(Saved entries)
|---|

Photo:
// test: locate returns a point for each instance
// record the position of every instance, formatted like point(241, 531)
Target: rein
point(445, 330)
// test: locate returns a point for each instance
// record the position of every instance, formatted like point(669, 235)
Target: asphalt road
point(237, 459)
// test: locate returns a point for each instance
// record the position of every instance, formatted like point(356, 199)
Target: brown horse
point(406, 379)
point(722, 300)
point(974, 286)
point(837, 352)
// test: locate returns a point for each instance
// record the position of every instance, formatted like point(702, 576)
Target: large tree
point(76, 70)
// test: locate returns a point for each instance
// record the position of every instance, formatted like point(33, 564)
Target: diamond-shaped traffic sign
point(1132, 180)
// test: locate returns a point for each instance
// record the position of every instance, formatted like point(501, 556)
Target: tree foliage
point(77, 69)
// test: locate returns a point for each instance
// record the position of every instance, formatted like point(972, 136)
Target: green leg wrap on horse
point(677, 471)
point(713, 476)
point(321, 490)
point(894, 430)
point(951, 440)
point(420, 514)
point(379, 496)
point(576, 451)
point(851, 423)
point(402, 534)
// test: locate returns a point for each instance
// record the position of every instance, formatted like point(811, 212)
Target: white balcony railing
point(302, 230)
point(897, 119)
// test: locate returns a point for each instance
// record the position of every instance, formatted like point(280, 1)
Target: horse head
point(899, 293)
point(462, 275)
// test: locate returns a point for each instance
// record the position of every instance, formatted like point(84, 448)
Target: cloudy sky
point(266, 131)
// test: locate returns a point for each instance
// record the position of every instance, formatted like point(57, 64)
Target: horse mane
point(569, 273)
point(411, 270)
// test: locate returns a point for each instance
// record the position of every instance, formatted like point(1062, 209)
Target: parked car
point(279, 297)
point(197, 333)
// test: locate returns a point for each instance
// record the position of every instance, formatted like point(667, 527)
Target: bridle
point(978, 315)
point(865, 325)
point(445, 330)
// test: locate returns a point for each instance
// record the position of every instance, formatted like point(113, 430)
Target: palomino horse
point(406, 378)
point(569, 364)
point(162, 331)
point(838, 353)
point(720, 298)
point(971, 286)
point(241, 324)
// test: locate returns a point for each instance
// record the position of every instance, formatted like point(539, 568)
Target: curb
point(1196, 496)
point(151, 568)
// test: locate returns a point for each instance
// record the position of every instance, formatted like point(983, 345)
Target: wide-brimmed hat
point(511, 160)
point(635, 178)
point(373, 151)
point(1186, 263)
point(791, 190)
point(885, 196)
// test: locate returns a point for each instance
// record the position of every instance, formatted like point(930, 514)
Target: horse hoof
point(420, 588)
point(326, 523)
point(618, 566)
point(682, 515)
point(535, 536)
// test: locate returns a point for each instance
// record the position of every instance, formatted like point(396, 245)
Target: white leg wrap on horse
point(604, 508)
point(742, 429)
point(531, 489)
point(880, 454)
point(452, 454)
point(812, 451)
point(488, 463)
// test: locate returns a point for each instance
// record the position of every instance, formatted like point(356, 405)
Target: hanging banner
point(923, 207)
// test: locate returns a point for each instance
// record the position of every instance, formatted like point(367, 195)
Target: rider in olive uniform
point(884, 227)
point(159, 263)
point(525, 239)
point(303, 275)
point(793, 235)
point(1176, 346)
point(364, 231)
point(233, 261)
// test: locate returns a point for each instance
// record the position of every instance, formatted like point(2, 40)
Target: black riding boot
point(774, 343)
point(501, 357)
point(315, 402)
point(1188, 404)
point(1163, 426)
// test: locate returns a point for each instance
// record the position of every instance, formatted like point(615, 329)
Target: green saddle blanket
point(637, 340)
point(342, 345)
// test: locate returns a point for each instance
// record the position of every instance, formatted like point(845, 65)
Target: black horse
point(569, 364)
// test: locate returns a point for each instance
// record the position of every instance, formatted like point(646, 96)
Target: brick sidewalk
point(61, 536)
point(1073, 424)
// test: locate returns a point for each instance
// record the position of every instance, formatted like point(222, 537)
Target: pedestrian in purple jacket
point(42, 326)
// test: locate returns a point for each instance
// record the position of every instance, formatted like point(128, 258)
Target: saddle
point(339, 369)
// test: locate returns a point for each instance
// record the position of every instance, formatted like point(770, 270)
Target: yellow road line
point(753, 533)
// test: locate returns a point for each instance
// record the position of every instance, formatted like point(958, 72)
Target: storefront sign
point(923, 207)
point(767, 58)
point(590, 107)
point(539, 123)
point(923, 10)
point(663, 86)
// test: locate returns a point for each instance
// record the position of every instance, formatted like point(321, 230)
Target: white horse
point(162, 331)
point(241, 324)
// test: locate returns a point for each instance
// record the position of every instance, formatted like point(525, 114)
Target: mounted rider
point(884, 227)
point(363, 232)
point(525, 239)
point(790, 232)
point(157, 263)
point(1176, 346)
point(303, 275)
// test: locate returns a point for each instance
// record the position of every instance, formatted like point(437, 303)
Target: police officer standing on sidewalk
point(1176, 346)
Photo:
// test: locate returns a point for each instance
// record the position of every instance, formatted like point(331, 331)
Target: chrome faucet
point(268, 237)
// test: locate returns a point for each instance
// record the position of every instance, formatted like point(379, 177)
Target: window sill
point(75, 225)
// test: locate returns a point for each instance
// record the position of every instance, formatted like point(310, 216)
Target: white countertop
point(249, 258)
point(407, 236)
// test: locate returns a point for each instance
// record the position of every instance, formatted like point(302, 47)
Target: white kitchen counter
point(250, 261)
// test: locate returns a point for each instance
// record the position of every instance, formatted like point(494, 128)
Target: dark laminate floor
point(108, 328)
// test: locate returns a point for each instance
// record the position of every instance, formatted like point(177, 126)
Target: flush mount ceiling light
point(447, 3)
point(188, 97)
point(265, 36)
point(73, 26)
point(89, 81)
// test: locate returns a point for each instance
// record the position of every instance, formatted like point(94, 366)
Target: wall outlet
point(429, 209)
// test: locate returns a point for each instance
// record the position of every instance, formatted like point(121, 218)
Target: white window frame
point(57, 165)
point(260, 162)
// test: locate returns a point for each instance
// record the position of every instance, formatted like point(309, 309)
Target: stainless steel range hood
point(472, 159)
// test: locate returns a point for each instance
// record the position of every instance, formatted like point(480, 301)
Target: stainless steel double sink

|---|

Can you update the material above by swapping every "record the position" for "mark the location" and leaving all else as it is?

Photo:
// test: locate returns a point for each instance
// mark the location of every instance, formatted like point(241, 531)
Target: rein
point(445, 330)
// test: locate returns a point for each instance
// mark the location of every instance, formatted like point(669, 235)
Target: asphalt road
point(237, 459)
// test: locate returns a point for each instance
// mark the location of every instance, formatted like point(356, 199)
Target: brown horse
point(406, 379)
point(722, 300)
point(974, 286)
point(837, 352)
// test: locate returns a point for each instance
// mark the location of every instance, formatted like point(702, 576)
Target: large tree
point(76, 70)
// test: locate returns a point for each instance
// mark the location of every instance, formatted like point(33, 564)
Target: diamond-shaped traffic sign
point(1132, 180)
// test: locate returns a point for each instance
// mark the location of every instance, formatted like point(501, 556)
Target: tree foliage
point(77, 69)
// test: locate returns a point for each instance
// mark the location of every instance, formatted like point(972, 136)
Target: green leg wrap on horse
point(677, 471)
point(713, 476)
point(321, 490)
point(894, 430)
point(951, 440)
point(420, 514)
point(379, 496)
point(576, 451)
point(851, 423)
point(402, 534)
// test: locate returns a point for each instance
// mark the location of every instance, formatted like point(811, 212)
Target: white balcony railing
point(302, 230)
point(897, 119)
// test: locate returns a point for each instance
// mark the location of every instance, formatted like point(280, 1)
Target: horse head
point(899, 293)
point(462, 275)
// test: locate returns a point for each instance
// mark the location of every instance, formatted like point(84, 448)
Target: cloudy sky
point(266, 131)
// test: locate returns a point for each instance
// mark the location of every instance, formatted like point(57, 64)
Target: horse mane
point(569, 273)
point(411, 270)
// test: locate returns a point for each instance
// mark the location of every instance, formatted like point(1062, 209)
Target: parked car
point(279, 297)
point(197, 333)
// test: locate returns a point for each instance
// mark the location of every instance, formatted like point(667, 527)
Target: bridle
point(978, 315)
point(865, 325)
point(445, 330)
// test: locate returns a point for each instance
// mark the location of every instance, formatted like point(113, 430)
Target: palomino horse
point(406, 378)
point(569, 364)
point(162, 331)
point(838, 353)
point(720, 298)
point(971, 286)
point(241, 324)
// test: locate returns a point for each instance
// mark the location of every instance, formatted like point(539, 568)
Target: curb
point(1196, 496)
point(151, 568)
// test: locate returns a point for each instance
// mark the location of every instance, formatted like point(983, 345)
Target: wide-brimmed hat
point(511, 160)
point(635, 178)
point(373, 151)
point(1186, 263)
point(791, 190)
point(885, 196)
// test: locate returns a point for each instance
// mark the location of every instance, formatted like point(930, 514)
Target: horse hoof
point(420, 588)
point(326, 523)
point(618, 566)
point(682, 515)
point(535, 536)
// test: locate returns a point for each instance
// mark the location of every instance, formatted like point(396, 245)
Target: white leg wrap on horse
point(604, 508)
point(742, 429)
point(531, 489)
point(880, 454)
point(452, 454)
point(812, 451)
point(488, 463)
// test: locate returns a point for each instance
// mark the location of every instance, formatted like point(356, 405)
Target: hanging banner
point(923, 207)
// test: locate returns a point for each instance
// mark the location of every instance, formatted like point(367, 195)
Target: rider in olive uniform
point(884, 227)
point(159, 263)
point(525, 239)
point(303, 275)
point(793, 235)
point(1176, 346)
point(364, 231)
point(233, 261)
// test: locate returns a point for each instance
// mark the location of every instance, formatted like point(2, 40)
Target: black riding boot
point(774, 343)
point(501, 357)
point(315, 402)
point(1188, 404)
point(1163, 426)
// test: locate returns a point for each instance
// mark the location of every instance, formatted like point(615, 329)
Target: green saddle blanket
point(637, 340)
point(342, 345)
// test: locate returns a point for each instance
// mark the location of every instance, formatted like point(845, 65)
Target: black horse
point(569, 364)
// test: locate returns a point for each instance
// mark the location of every instance, formatted like point(646, 96)
Target: brick sidewalk
point(61, 536)
point(1073, 424)
// test: locate returns a point for each instance
// mark the location of every instance, formatted like point(222, 537)
Target: pedestrian in purple jacket
point(42, 326)
// test: locate returns a point for each instance
// mark the location of every instance, formatted like point(128, 258)
Target: saddle
point(339, 369)
// test: locate returns a point for each instance
// mark the location of every instance, formatted like point(770, 270)
Target: yellow road line
point(753, 533)
// test: locate returns a point for each instance
// mark the location of every instance, formatted like point(958, 72)
Target: storefront sign
point(923, 207)
point(767, 58)
point(590, 107)
point(539, 123)
point(923, 10)
point(663, 86)
// test: locate returns a point for each instance
// mark the location of every instance, formatted like point(321, 230)
Target: white horse
point(162, 331)
point(241, 324)
// test: locate returns a point for each instance
// mark the location of every instance, formatted like point(525, 114)
Target: mounted rider
point(884, 227)
point(363, 232)
point(525, 239)
point(790, 232)
point(157, 263)
point(1176, 346)
point(303, 275)
// test: locate returns a point for each instance
// mark the location of every instance, formatted like point(437, 303)
Target: police officer standing on sidewalk
point(1176, 346)
Photo:
// test: locate returns a point for each instance
// mark the location of every instance, formatted like point(331, 331)
Target: chrome faucet
point(268, 237)
// test: locate returns a point for each instance
// mark the location of every instance, formatted like point(379, 177)
Target: window sill
point(75, 225)
// test: locate returns a point for each instance
// mark the location of every instance, formatted like point(310, 216)
Target: white countertop
point(249, 258)
point(407, 236)
// test: locate returns a point for each instance
// mark the location of every instance, formatted like point(302, 47)
Target: white kitchen counter
point(250, 261)
// test: locate returns a point for each instance
// mark the location of every instance, formatted like point(494, 128)
Target: dark laminate floor
point(108, 328)
// test: locate returns a point for each instance
// mark the location of every instance, formatted like point(177, 126)
Target: flush mount ceiling light
point(447, 3)
point(188, 97)
point(265, 36)
point(73, 26)
point(89, 81)
// test: locate returns a point for each instance
// mark the location of every instance, formatted like point(94, 366)
Target: wall outlet
point(429, 209)
// test: locate returns a point for each instance
// mark the location of every instance, formatted like point(121, 218)
Target: white window frame
point(57, 165)
point(260, 162)
// test: locate returns a point for each instance
// mark the location of every instance, formatted like point(309, 309)
Target: stainless steel range hood
point(472, 159)
// test: locate returns a point for each instance
// mark the location of every instance, formatted like point(480, 301)
Target: stainless steel double sink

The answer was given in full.